INFORMATION SUPPLIED:
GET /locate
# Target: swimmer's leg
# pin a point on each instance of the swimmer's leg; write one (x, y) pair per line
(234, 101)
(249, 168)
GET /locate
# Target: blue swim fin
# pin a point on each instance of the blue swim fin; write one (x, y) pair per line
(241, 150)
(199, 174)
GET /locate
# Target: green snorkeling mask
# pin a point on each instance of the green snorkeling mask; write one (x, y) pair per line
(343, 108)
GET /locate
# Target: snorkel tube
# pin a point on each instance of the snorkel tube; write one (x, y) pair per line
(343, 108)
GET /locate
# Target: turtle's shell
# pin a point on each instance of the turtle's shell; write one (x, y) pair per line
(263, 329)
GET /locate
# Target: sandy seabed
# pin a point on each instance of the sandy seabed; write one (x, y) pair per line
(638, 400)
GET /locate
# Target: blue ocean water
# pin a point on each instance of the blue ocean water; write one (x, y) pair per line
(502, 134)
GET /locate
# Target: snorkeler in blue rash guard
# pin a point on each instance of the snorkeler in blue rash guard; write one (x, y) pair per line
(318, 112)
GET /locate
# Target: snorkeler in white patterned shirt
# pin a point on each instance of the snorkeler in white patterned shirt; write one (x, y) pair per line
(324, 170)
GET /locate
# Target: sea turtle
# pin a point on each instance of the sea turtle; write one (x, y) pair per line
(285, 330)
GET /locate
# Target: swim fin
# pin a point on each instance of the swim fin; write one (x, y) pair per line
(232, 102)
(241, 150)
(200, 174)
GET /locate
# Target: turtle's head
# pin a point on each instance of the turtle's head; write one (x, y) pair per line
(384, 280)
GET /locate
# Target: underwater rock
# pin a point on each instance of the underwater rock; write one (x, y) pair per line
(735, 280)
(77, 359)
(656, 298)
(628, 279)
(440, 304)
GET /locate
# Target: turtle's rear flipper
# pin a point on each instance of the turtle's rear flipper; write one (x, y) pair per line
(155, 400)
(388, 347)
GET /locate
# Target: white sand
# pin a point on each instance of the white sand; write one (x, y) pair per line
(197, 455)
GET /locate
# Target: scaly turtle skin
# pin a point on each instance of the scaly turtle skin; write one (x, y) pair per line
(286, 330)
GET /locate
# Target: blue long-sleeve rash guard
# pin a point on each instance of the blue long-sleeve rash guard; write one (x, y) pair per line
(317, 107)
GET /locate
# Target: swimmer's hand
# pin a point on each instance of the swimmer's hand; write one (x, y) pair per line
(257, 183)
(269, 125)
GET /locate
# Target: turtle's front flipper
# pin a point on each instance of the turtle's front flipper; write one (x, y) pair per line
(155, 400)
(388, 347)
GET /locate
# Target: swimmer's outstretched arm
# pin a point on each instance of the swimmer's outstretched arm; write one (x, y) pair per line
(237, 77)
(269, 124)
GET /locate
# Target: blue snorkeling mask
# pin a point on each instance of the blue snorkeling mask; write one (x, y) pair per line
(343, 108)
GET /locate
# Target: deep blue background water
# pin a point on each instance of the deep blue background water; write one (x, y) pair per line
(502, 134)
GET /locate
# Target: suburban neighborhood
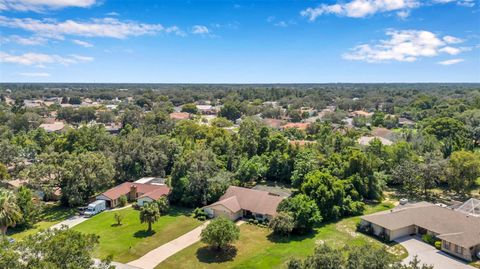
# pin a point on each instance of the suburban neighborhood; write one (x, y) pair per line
(239, 134)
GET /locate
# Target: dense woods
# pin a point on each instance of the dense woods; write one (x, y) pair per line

WHAT YOU NEED TO DO: Repeat all of the entries word for word, but omit the pictures.

RESULT FOR THIS EXERCISE:
GET /locate
# Target: swimmer's leg
# pin a point on each instance of the swimmer's leg; write one (x, y) pair per line
(234, 101)
(249, 168)
GET /locate
# Target: blue swim fin
# pin a point on each instance of the blue swim fin; write one (x, y) pair per line
(241, 150)
(199, 174)
GET /locate
# Target: green snorkeling mask
# pin a point on each instance of the green snorkeling mask; write one (x, y) pair per line
(343, 108)
GET /locate
# Target: snorkel tube
# pin a point on each instance of the snorkel tube; write one (x, y) pair per line
(343, 108)
GET /locate
# Target: turtle's shell
# pin a point on each instance of the turtle's shell; write one (x, y) pair per line
(263, 329)
GET /locate
# Target: sandy seabed
# pin a point on each instance of the sandy seabed; write one (x, y) pair per line
(638, 400)
GET /locate
# Target: blue ocean water
# pin a point on each instance of the blue ocean water; write one (x, y) pair per line
(502, 134)
GET /locate
# Target: snorkeler in blue rash guard
# pin a point on each instance of the snorkeler in blue rash guard; write one (x, y) pair per line
(318, 112)
GET /locate
# Target: snorkeler in white patterned shirt
# pin a point on each instance of the snorkeler in white patterned shirt; write one (x, y) pair per line
(324, 170)
GET /locate
# Target: sea turtle
# pin a point on each instance of the sea turtle; write one (x, y) pair per line
(285, 330)
GET /locate
# Target: swim fin
# pin a point on each instance of the swim fin; write one (x, y) pair per line
(232, 102)
(241, 150)
(200, 174)
GET /locate
# Target: turtle's head
# pin a point on each instance of the turtle's head; write one (x, y) pair per line
(384, 280)
GET /locate
# Target: underwater rock
# pin a point on each instance of the underwater rock; write one (x, y) pair per line
(735, 280)
(77, 359)
(656, 298)
(628, 279)
(440, 304)
GET /locate
# Target: turtle's rear flipper
# pin a point on each instance of the turtle's rear flipper; write one (x, y) pair per line
(155, 400)
(388, 347)
GET /locate
# Target: white sand
# pin a point on each instance of the white sand; write one (x, y) pair per line
(197, 455)
GET /locate
# Target: scaly turtle skin
# pin a point on each instance of the scaly turtle skin; write one (x, y) pair per line
(286, 330)
GET /locate
# Target: blue long-sleeve rash guard
# pin a point on each instance of the blue long-sleeve rash guard; write one (x, y) pair per line
(317, 107)
GET /locate
# Target: swimmer's hand
# pin a point on each instance of the swimmer's hand; write one (x, y) pair per line
(257, 183)
(269, 125)
GET /locate
# Target: turtle's front flipper
# pin a point on each instance of the turtle's front flipper; write one (x, y) pair per line
(155, 400)
(388, 347)
GET /locate
# Target: swimmer's outstretched arm
# pin a point on each instance of the swimmer's outstretched arm; write one (x, y) pair per line
(237, 77)
(269, 124)
GET /locate
# Target: blue snorkeling mask
# pin a point on each instance of the blue snorkeling mask; write one (x, y) pair per line
(343, 108)
GET /locate
# Target: deep blue background water
# pin a point on each instance of the deep blue background water; write one (x, y) pair per line
(502, 134)
GET /locate
# Target: suburban neighborhood
# pin a point on each instance of the suburban neighborhood; write one (x, y) pair per line
(239, 134)
GET /locate
# Target: dense woods
# pin a point on each instance of the dense woods; write one (x, y) pair per line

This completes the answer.